- Opening Delimiter -

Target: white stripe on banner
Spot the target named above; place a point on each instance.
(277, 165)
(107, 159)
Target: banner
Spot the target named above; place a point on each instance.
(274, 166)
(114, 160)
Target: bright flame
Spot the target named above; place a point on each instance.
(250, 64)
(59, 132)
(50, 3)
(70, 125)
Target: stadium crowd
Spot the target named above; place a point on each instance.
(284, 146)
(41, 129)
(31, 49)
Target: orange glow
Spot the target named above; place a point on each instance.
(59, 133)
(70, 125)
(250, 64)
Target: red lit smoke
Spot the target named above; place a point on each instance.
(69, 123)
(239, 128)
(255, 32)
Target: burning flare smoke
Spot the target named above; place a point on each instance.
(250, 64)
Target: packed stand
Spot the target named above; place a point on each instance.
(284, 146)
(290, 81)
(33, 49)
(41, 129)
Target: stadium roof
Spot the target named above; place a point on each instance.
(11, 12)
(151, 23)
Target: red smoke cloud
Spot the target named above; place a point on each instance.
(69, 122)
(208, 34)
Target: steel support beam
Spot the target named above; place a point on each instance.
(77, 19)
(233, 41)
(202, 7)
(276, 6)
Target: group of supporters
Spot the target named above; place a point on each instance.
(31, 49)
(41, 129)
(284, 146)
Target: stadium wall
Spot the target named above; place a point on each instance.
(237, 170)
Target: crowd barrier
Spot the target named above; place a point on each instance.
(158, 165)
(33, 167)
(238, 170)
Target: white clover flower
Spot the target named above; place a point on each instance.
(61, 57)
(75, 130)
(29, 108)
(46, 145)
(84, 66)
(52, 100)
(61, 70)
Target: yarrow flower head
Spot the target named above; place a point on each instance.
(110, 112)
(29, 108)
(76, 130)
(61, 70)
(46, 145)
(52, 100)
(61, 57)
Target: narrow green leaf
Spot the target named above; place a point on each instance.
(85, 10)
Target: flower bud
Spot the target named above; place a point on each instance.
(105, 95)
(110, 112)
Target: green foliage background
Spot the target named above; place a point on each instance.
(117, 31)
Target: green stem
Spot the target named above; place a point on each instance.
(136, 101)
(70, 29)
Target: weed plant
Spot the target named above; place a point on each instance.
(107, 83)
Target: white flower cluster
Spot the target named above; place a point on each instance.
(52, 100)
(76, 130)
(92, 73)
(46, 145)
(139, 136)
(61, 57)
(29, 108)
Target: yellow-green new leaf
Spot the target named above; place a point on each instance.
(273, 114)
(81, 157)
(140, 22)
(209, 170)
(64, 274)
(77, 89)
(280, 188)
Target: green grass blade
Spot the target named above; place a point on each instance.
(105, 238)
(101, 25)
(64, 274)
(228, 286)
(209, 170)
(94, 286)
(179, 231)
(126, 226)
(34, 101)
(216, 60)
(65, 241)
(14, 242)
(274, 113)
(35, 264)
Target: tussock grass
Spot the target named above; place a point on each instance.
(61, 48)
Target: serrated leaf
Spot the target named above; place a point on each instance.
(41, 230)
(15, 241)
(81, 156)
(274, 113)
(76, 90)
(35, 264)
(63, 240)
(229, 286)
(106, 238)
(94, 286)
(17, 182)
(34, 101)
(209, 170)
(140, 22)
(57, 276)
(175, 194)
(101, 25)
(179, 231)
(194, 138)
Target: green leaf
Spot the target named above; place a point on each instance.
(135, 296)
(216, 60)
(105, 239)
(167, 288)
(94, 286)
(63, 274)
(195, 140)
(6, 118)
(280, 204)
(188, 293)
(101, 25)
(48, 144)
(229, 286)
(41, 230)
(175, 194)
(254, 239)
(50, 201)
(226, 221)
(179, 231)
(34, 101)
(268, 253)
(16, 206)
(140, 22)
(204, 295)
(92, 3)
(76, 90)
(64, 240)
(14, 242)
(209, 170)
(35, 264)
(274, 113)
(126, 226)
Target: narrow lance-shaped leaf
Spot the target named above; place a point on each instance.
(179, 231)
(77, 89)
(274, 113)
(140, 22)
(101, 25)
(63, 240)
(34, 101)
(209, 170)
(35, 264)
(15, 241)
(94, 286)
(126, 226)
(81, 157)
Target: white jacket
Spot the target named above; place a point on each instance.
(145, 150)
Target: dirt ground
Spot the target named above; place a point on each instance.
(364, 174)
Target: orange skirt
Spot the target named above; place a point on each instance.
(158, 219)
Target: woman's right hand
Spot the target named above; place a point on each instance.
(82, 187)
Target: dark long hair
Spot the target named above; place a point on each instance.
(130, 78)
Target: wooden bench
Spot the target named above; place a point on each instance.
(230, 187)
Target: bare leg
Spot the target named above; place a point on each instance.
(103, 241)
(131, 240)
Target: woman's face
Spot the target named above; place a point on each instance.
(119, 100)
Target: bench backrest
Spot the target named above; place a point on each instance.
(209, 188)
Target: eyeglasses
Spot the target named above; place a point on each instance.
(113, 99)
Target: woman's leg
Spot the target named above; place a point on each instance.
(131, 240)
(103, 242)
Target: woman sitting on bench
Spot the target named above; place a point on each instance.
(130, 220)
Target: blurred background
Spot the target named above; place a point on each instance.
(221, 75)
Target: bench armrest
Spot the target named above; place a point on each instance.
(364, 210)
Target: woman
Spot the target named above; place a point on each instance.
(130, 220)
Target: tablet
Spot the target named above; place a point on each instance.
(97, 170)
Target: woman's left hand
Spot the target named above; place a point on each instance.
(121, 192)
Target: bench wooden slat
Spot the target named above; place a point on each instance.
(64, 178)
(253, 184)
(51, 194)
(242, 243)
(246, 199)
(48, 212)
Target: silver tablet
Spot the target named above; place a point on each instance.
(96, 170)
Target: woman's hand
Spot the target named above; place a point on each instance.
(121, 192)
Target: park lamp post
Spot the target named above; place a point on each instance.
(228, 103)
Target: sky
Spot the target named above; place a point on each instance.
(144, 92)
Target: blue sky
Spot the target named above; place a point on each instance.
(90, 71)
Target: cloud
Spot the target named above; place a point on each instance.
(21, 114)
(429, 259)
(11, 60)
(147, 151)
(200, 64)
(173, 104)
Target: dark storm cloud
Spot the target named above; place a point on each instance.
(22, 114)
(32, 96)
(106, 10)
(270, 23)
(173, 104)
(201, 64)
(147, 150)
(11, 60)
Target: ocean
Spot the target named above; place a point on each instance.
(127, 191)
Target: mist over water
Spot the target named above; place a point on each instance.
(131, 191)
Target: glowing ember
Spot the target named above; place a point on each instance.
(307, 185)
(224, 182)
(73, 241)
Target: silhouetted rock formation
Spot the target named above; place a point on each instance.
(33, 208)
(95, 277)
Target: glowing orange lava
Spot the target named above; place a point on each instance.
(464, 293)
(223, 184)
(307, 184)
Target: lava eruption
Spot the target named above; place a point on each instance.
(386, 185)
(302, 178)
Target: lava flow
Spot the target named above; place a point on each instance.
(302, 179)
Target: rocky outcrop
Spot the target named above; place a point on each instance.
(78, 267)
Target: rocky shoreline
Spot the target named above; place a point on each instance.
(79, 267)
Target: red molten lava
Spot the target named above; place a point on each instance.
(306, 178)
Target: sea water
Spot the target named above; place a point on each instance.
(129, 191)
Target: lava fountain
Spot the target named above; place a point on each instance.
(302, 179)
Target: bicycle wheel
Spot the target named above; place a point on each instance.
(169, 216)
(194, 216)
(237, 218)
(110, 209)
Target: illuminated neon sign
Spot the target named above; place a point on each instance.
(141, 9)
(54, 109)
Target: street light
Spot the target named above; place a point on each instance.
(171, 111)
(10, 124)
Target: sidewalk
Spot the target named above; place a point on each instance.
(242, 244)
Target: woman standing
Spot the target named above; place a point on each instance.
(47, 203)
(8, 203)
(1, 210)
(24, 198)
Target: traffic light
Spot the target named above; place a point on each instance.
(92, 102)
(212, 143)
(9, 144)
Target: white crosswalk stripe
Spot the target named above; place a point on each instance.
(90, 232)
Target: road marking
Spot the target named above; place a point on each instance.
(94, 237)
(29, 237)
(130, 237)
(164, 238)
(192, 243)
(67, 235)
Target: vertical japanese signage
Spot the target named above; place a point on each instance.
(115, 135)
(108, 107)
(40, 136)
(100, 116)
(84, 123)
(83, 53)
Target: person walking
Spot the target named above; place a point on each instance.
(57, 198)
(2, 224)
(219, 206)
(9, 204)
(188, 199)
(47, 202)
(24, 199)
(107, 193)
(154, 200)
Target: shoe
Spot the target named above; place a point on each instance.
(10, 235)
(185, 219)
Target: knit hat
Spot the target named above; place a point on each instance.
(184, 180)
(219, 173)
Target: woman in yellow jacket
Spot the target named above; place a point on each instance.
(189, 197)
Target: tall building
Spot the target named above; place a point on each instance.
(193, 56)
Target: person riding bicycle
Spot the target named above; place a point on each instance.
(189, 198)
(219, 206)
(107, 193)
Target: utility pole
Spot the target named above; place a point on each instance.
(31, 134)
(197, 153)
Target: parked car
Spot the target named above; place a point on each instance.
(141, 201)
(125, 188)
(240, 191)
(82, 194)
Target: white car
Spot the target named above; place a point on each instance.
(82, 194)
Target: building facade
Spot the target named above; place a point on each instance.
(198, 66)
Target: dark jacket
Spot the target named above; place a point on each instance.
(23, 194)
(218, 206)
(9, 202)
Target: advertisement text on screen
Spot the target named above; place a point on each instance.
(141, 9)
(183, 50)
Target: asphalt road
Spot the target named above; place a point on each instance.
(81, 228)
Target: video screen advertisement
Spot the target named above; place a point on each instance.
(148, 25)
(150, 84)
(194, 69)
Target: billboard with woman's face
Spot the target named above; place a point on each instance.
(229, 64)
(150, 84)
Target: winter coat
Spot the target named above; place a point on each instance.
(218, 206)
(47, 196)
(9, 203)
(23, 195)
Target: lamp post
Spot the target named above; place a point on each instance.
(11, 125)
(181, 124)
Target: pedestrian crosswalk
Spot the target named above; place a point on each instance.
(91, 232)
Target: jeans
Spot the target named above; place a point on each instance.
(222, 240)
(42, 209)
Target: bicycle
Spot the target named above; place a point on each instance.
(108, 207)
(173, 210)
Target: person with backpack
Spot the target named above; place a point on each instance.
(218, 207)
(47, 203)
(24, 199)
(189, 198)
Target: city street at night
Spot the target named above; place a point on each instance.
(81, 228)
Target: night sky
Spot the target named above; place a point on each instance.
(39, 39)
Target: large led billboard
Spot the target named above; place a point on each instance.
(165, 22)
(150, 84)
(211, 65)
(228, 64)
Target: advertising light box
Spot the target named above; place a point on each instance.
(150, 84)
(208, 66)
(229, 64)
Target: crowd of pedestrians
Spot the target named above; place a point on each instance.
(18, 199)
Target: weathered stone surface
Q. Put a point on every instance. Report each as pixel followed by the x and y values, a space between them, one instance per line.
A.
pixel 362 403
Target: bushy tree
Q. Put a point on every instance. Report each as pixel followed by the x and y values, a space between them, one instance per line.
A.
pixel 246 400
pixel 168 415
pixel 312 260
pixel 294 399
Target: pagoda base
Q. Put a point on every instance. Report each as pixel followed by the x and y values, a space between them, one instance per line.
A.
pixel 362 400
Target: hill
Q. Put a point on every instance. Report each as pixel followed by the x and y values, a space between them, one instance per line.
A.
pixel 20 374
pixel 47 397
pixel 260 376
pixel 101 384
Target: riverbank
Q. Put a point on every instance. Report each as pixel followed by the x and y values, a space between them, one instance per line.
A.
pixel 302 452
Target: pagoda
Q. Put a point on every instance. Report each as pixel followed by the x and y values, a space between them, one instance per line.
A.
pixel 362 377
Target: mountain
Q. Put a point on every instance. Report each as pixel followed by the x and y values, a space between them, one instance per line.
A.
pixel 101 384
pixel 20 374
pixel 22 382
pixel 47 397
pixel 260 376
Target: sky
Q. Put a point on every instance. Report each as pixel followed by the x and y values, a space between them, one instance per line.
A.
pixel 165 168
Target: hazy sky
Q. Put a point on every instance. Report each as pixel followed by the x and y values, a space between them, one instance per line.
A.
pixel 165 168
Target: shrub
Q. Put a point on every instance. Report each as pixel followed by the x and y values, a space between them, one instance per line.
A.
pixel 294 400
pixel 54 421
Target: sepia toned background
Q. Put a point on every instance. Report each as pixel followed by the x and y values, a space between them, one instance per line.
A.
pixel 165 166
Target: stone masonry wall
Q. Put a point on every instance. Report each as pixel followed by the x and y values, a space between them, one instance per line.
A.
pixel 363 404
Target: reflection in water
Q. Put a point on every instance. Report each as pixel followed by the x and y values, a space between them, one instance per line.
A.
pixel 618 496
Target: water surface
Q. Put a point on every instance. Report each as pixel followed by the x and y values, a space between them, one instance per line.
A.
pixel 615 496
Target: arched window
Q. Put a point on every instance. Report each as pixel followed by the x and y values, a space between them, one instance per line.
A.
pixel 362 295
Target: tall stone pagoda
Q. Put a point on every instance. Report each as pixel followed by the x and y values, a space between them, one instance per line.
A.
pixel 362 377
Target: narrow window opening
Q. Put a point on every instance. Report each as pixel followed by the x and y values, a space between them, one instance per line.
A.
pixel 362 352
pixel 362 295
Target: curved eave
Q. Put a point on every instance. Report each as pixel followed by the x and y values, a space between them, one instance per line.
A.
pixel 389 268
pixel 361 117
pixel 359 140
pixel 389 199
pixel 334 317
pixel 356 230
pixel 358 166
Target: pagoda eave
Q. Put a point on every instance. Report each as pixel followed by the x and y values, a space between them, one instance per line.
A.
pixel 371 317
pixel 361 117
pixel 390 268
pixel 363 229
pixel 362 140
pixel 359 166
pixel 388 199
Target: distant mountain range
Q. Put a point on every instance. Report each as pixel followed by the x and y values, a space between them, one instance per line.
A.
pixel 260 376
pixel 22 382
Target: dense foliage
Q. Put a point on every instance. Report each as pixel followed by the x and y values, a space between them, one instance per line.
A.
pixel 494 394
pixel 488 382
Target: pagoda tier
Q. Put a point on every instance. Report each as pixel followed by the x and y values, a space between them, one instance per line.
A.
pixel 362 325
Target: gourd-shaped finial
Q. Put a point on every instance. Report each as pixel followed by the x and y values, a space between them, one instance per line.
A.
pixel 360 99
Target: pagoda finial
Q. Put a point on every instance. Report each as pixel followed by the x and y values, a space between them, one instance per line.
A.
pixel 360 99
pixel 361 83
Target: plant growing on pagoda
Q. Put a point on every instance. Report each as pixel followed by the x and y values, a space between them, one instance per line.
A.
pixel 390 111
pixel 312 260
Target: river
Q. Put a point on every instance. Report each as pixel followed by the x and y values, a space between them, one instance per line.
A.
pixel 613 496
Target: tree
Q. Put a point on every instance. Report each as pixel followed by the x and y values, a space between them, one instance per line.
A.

- Closing Delimiter -

### INSTRUCTIONS FOR THE TASK:
Read through the listing and copy each line in which the word "crosswalk" occurs.

### SOLVED EXERCISE:
Target: white crosswalk stripe
Target: pedestrian crosswalk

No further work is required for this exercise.